- [Exercise aim] Among the entries below, one stretch runs from the line that contains "Query: tree line" through the line that contains "Query: stone wall". Repeat that stretch exactly, ends included, and only that.
[Start of Attachment]
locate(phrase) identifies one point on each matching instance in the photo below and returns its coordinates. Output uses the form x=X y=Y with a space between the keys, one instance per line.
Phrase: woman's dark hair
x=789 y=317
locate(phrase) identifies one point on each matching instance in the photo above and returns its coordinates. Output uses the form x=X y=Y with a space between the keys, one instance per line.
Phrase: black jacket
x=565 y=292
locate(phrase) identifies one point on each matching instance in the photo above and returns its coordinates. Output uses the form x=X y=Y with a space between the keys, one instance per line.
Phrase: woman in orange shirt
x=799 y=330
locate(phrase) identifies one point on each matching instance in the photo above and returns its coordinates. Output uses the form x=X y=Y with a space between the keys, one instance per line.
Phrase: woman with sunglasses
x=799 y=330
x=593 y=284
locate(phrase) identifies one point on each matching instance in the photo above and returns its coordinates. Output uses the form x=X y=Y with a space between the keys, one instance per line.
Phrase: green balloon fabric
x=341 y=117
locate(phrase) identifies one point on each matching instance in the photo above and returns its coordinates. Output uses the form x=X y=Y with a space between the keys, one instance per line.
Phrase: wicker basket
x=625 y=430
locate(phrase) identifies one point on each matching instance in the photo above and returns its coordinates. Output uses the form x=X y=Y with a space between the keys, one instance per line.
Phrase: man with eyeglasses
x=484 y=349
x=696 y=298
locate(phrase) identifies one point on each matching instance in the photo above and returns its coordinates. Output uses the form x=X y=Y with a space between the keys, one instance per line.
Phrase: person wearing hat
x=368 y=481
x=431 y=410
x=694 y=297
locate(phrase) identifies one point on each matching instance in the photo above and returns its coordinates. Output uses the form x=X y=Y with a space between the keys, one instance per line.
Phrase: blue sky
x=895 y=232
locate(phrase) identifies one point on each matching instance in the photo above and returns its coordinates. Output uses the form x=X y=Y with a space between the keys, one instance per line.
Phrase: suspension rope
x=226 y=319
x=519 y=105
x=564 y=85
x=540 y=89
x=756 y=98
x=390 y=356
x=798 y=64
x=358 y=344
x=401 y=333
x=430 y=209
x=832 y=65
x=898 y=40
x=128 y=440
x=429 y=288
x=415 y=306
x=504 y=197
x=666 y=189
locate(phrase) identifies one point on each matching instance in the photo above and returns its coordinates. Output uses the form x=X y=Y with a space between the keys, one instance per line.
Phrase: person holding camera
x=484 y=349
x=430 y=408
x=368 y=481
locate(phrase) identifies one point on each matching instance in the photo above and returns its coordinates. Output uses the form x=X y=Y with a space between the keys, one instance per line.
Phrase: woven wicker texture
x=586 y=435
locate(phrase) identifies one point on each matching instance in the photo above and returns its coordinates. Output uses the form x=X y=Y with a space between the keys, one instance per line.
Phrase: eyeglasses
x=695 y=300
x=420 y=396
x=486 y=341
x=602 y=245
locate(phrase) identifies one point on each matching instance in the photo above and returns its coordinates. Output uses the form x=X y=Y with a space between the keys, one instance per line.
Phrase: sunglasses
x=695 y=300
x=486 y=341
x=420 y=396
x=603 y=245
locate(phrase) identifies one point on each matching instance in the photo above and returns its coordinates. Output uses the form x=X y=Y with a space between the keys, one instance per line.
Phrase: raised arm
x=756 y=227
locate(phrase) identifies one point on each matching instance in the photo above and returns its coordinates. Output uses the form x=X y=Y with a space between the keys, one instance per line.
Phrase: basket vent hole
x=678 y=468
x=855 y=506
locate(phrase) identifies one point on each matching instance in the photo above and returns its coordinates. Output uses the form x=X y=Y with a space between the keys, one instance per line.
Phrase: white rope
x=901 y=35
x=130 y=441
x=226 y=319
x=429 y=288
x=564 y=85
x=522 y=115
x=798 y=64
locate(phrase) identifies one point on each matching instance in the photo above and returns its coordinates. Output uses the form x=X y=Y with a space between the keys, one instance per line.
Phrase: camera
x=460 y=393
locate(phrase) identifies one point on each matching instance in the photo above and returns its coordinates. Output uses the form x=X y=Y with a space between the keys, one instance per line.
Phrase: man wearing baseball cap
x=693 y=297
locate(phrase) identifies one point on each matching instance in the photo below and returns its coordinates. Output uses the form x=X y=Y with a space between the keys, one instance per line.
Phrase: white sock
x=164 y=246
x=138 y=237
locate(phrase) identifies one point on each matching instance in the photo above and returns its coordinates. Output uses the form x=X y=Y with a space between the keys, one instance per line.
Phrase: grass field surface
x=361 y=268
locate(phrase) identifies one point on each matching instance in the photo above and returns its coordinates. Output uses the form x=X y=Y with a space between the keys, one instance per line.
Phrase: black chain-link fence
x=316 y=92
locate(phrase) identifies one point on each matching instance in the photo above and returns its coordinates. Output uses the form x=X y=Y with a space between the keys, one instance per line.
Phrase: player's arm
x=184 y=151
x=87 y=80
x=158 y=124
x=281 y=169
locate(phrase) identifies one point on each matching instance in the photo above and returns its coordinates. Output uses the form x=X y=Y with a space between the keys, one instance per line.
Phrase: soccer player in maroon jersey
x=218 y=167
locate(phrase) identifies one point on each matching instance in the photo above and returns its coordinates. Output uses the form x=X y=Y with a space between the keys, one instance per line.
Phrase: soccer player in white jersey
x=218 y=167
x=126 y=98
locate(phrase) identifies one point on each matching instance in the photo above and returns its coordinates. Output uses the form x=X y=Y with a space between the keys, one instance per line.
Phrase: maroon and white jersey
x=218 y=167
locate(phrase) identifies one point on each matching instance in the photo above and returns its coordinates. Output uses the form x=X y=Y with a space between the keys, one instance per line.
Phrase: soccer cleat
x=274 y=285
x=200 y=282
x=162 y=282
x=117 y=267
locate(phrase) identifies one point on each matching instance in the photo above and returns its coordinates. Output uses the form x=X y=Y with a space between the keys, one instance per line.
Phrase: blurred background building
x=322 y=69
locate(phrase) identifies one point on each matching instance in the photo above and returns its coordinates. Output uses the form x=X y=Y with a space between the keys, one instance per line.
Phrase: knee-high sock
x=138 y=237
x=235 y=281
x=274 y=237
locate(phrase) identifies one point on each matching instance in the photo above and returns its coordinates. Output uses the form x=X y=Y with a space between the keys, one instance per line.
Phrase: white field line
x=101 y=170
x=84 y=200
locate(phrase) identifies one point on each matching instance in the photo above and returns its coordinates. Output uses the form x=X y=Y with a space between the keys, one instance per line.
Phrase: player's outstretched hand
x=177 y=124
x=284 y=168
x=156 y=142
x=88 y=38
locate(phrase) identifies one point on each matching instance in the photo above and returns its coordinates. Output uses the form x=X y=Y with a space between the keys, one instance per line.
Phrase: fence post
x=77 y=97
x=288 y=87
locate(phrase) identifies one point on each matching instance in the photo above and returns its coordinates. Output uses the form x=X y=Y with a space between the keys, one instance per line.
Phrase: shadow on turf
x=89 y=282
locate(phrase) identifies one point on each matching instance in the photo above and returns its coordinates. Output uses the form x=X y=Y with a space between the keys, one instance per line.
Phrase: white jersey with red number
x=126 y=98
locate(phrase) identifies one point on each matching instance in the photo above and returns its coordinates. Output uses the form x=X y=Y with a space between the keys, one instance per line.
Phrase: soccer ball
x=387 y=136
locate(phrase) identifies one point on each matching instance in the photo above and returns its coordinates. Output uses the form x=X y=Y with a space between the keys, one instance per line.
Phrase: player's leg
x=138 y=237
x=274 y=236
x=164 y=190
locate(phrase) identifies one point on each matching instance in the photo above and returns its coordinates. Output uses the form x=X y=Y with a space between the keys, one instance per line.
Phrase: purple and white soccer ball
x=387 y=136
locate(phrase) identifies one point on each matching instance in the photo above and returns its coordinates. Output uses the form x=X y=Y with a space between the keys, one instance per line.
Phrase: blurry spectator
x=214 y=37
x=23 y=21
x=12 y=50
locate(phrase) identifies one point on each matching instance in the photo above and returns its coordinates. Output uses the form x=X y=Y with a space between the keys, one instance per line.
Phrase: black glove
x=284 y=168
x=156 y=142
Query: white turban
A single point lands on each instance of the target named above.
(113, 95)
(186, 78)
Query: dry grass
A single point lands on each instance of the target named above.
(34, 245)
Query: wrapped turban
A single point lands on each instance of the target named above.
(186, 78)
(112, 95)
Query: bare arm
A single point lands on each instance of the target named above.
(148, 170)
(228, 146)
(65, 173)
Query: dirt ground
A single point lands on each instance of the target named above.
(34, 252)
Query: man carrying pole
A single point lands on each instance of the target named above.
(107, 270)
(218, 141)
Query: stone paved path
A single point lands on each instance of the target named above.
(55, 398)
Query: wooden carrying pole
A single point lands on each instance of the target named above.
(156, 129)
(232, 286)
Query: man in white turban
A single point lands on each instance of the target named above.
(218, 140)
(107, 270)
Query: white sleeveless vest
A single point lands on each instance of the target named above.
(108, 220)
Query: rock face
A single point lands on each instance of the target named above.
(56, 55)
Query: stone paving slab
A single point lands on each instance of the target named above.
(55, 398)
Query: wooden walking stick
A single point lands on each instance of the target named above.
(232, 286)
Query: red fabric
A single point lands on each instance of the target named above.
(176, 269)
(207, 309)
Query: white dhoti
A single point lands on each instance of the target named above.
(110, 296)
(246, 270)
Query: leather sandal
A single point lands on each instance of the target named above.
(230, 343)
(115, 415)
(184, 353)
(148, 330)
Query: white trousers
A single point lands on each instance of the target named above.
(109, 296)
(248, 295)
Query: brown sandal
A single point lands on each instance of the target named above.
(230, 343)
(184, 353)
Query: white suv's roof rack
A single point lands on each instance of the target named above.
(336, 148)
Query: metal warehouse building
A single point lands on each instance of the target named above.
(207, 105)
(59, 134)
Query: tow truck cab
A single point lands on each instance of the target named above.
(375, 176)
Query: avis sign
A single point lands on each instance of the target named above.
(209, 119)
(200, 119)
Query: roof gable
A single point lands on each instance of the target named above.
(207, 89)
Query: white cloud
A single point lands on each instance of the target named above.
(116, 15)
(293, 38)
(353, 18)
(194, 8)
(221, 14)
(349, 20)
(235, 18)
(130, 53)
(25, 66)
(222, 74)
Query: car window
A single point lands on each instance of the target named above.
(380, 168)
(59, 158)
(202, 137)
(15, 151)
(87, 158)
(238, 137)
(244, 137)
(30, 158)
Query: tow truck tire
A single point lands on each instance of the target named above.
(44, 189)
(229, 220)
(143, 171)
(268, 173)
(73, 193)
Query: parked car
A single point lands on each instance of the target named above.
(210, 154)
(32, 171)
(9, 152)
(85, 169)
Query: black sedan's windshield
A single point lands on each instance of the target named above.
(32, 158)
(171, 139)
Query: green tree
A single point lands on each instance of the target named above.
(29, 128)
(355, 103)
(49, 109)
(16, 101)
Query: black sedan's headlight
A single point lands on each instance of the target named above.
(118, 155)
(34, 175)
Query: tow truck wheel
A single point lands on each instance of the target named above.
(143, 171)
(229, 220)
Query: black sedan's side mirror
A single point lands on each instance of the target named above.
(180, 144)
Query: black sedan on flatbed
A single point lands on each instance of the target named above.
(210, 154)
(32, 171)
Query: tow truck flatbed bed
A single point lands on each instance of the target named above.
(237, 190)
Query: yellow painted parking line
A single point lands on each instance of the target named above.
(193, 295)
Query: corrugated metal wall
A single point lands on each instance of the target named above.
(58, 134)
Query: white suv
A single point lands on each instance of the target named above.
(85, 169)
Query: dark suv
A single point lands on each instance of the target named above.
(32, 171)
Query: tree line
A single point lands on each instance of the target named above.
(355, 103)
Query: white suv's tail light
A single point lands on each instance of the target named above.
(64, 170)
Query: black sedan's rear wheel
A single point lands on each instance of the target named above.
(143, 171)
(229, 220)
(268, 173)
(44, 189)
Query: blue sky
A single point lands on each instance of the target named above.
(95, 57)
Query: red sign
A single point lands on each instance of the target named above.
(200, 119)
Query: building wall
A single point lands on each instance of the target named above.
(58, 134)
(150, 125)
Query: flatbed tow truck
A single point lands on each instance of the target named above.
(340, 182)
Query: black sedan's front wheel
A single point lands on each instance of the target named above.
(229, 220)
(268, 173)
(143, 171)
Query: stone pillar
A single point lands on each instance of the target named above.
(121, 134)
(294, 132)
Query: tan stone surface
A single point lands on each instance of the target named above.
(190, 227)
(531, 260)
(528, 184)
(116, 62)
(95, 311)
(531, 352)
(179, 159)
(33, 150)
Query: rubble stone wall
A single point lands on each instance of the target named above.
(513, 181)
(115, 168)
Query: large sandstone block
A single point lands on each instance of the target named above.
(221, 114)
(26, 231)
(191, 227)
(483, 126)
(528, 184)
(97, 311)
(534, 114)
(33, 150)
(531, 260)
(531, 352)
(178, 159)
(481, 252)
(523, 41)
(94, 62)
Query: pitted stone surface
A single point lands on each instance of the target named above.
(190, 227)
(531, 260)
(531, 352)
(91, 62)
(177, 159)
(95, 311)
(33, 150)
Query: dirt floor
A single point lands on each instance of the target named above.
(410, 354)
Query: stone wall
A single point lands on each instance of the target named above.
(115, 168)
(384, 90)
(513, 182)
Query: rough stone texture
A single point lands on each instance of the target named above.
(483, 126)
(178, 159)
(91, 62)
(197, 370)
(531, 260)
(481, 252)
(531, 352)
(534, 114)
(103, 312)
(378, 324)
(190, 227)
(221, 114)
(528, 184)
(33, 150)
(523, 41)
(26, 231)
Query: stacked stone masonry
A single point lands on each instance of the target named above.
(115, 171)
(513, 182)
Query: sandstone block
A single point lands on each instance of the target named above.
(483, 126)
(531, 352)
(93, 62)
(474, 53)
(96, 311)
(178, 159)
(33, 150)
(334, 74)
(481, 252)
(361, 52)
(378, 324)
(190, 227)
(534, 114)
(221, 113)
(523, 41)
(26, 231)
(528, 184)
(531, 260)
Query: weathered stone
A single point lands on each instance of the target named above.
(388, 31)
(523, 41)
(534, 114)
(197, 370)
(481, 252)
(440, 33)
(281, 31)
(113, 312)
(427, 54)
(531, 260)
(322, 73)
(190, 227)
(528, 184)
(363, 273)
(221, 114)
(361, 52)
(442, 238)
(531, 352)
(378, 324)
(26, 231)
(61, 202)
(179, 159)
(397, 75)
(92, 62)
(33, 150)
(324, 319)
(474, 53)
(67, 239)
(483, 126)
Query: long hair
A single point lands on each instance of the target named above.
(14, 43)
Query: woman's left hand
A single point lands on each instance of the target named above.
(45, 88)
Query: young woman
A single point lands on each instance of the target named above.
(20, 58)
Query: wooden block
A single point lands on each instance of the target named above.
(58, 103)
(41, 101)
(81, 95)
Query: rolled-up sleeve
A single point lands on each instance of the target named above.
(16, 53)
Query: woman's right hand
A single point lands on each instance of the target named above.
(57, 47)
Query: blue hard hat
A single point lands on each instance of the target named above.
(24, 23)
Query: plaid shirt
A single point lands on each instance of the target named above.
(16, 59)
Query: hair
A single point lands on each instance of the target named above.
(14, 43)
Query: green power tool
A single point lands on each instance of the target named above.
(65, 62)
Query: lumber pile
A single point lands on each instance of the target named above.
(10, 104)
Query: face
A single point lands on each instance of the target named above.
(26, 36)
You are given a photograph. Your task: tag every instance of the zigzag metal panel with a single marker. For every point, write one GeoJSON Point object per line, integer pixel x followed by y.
[End of Attachment]
- [Answer to the exercise]
Query: tree line
A single point lands on each instance of the target named above.
(355, 103)
Query: white suv's tail light
A single point lands on each instance of the target named above.
(64, 170)
Query: black sedan's rear wheel
A single point lands on each instance of the target named above.
(143, 171)
(229, 220)
(268, 173)
(44, 189)
Query: blue sky
A single point lands on each instance of the target named above.
(95, 57)
Query: red sign
A single point lands on each instance of the target named above.
(200, 119)
Query: building wall
A single point lands on each instance of the target named above.
(58, 134)
(150, 125)
Query: flatbed tow truck
A single point lands on each instance of the target named above.
(340, 182)
Query: black sedan's front wheel
A single point lands on each instance of the target named above.
(229, 220)
(268, 173)
(143, 171)
Query: stone pillar
A single point lands on each instance of the target named above.
(121, 134)
(294, 132)
Query: tan stone surface
A single point lands on each instance of the target named above.
(190, 227)
(531, 260)
(528, 184)
(116, 62)
(95, 311)
(531, 352)
(179, 159)
(33, 150)
Query: rubble stone wall
A single point lands on each instance of the target named above.
(513, 181)
(115, 168)
Query: large sandstone block
A single point lands on each instance of the target named above.
(221, 114)
(26, 231)
(191, 227)
(483, 126)
(528, 184)
(97, 311)
(534, 114)
(33, 150)
(531, 260)
(531, 352)
(178, 159)
(481, 252)
(523, 41)
(94, 62)
Query: pitted stone surface
A single point lands on each instance of the target named above.
(190, 227)
(531, 260)
(531, 352)
(91, 62)
(177, 159)
(95, 311)
(33, 150)
Query: dirt floor
A single point lands on each instance of the target named above.
(410, 354)
Query: stone wall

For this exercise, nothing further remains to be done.